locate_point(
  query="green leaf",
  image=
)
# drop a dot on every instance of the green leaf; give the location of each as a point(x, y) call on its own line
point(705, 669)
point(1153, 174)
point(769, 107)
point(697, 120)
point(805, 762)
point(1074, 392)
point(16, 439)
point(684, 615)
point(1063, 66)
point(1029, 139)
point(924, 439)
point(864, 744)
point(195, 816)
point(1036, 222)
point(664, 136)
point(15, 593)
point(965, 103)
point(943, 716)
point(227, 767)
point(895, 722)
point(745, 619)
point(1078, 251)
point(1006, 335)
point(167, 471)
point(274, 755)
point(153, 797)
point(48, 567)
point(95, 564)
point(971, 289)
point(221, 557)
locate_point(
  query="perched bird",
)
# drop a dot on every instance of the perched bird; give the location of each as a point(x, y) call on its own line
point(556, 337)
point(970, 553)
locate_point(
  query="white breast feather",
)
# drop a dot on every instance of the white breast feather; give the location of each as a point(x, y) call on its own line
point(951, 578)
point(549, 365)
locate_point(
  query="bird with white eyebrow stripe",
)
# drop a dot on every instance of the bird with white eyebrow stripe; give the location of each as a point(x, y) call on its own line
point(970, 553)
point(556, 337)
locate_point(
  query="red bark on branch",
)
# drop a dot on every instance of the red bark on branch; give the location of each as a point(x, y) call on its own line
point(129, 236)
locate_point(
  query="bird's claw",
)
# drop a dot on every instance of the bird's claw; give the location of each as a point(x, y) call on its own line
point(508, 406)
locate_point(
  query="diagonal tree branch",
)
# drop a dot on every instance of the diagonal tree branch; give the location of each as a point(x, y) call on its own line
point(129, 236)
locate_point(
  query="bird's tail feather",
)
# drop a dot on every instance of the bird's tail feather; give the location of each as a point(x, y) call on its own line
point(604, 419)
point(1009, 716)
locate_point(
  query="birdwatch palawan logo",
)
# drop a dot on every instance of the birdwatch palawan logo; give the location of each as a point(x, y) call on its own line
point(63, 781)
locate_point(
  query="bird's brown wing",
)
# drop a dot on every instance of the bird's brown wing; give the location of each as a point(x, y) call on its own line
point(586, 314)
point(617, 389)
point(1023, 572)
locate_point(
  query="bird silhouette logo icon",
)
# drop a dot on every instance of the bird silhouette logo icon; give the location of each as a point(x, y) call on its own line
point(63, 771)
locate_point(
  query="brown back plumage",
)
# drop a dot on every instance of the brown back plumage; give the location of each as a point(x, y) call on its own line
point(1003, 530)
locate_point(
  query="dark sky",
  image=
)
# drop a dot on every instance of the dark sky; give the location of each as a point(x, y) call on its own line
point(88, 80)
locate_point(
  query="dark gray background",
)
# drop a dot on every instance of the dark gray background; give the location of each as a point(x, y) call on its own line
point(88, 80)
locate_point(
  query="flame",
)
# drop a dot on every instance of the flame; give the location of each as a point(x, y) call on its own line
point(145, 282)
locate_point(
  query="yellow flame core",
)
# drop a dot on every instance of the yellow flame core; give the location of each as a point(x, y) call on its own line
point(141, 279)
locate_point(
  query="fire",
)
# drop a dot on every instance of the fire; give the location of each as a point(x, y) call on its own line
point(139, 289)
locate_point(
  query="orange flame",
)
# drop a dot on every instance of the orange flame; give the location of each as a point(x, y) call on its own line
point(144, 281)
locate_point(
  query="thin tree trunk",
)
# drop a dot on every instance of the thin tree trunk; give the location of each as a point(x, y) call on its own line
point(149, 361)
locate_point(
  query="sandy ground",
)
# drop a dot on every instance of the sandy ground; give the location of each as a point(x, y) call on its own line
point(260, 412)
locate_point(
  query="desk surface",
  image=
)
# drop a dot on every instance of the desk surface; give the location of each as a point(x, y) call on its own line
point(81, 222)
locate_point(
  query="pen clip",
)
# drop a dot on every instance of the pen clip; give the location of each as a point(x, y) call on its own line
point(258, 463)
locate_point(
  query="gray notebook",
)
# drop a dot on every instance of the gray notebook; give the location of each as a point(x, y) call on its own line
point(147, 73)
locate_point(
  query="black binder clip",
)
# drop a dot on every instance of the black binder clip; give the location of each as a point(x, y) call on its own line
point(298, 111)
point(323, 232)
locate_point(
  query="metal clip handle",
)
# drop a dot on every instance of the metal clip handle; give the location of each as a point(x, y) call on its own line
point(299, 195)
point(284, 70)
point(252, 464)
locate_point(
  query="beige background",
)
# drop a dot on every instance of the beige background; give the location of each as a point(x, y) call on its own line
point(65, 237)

### STATED EXERCISE:
Extract all the entries word for word.

### SOLVED EXERCISE:
locate_point(
  query="green leaf",
  image=
)
# drop a dot on every instance of the green leaf; give the location of each as a point(x, y) call on its own line
point(705, 669)
point(1153, 174)
point(769, 107)
point(697, 120)
point(805, 762)
point(1074, 392)
point(16, 439)
point(684, 615)
point(1063, 66)
point(1029, 139)
point(924, 439)
point(864, 744)
point(195, 816)
point(1036, 222)
point(664, 136)
point(15, 593)
point(965, 103)
point(943, 716)
point(227, 767)
point(895, 722)
point(745, 619)
point(1078, 251)
point(1006, 335)
point(167, 471)
point(274, 755)
point(153, 797)
point(48, 567)
point(95, 564)
point(971, 289)
point(221, 557)
locate_point(
  query="perched bird",
)
# drop a dot on every instance of the perched bird; give the location of each as a point(x, y) call on its own line
point(556, 337)
point(970, 553)
locate_point(
  query="white breast feather",
)
# drop a dot on every instance of the white breast feather; give the location of each as a point(x, y) call on its own line
point(951, 578)
point(549, 365)
locate_point(
  query="bird with white eyebrow stripe",
)
# drop a dot on every instance of the bird with white eyebrow stripe; give the location of each as a point(x, y) call on its own line
point(970, 553)
point(556, 337)
locate_point(
  query="red bark on branch",
)
# drop a dot on every instance of the red bark on branch; give the location of each as a point(x, y) call on its own line
point(129, 236)
locate_point(
  query="bird's claw",
)
# drop a dot on every instance of the bird's claw; give the location of each as a point(x, y) call on its own line
point(508, 406)
locate_point(
  query="diagonal tree branch",
)
# drop a dot on every instance of the diagonal tree branch; give the location of each as a point(x, y) call on its own line
point(129, 236)
locate_point(
  query="bird's tail feather",
)
# drop a dot on every instance of the bird's tail feather; give the location of each as a point(x, y) call on its own line
point(604, 419)
point(1009, 716)
locate_point(
  query="birdwatch palawan logo",
)
# drop a dot on every instance of the birdwatch palawan logo; give the location of each as a point(x, y) call on its own line
point(63, 781)
locate_point(
  query="bird's brown wing",
)
# drop a dot on every instance of the bird's brown wing; give the location of each as a point(x, y) call on its own line
point(586, 314)
point(617, 389)
point(1023, 572)
locate_point(
  query="bird silhouette logo icon",
)
# drop a dot on every instance of the bird silhouette logo icon; give the location of each as a point(x, y) call on its own line
point(63, 771)
locate_point(
  query="brown back plumage",
)
# drop a dot on every instance of the brown back plumage; give the location of each as a point(x, y) call on its own line
point(1003, 530)
locate_point(
  query="dark sky",
  image=
)
# drop a dot on every instance of the dark sky; give the location of each as a point(x, y) call on its own line
point(88, 80)
locate_point(
  query="dark gray background",
)
# drop a dot on every instance of the dark gray background; give the location of each as a point(x, y) call on its own line
point(88, 80)
locate_point(
  query="flame",
)
# drop a dot on every instance of the flame; give the location of each as a point(x, y) call on its own line
point(145, 282)
locate_point(
  query="yellow flame core",
)
# drop a dot on every instance of the yellow flame core; give the location of each as a point(x, y) call on its own line
point(141, 279)
locate_point(
  query="fire",
)
# drop a dot on every instance of the fire; give the location of each as a point(x, y) call on its own line
point(139, 289)
locate_point(
  query="orange flame",
)
# drop a dot on every instance of the orange flame; give the location of each as a point(x, y) call on its own line
point(144, 281)
locate_point(
  query="thin tree trunk",
)
# drop a dot on every instance of the thin tree trunk; give the location of each as a point(x, y) call on its own line
point(149, 361)
locate_point(
  query="sandy ground",
)
# drop a dot on every instance of the sandy ground; give the location of each as a point(x, y) call on its own line
point(260, 412)
locate_point(
  query="desk surface",
  image=
)
# drop a dot on every instance of the desk surface; give the location of each as a point(x, y) call on its own line
point(81, 222)
locate_point(
  query="pen clip",
)
# drop a dot on every instance of the pen clip; give the location of each as a point(x, y) call on its own line
point(258, 463)
locate_point(
  query="gray notebook",
)
# drop a dot on every instance of the gray notebook; give the location of each as a point(x, y) call on its own line
point(147, 73)
locate_point(
  query="black binder clip",
)
# drop a dot on every instance of the black binder clip; give the location of each as a point(x, y) call on its own line
point(298, 111)
point(323, 232)
locate_point(
  query="metal clip handle",
)
# drop a dot on every instance of the metal clip handle; give the location of each as a point(x, y) call on its own line
point(299, 195)
point(284, 70)
point(252, 464)
locate_point(
  query="beige background",
)
# drop a dot on every instance of the beige background; give the location of each as a point(x, y) call on its own line
point(65, 237)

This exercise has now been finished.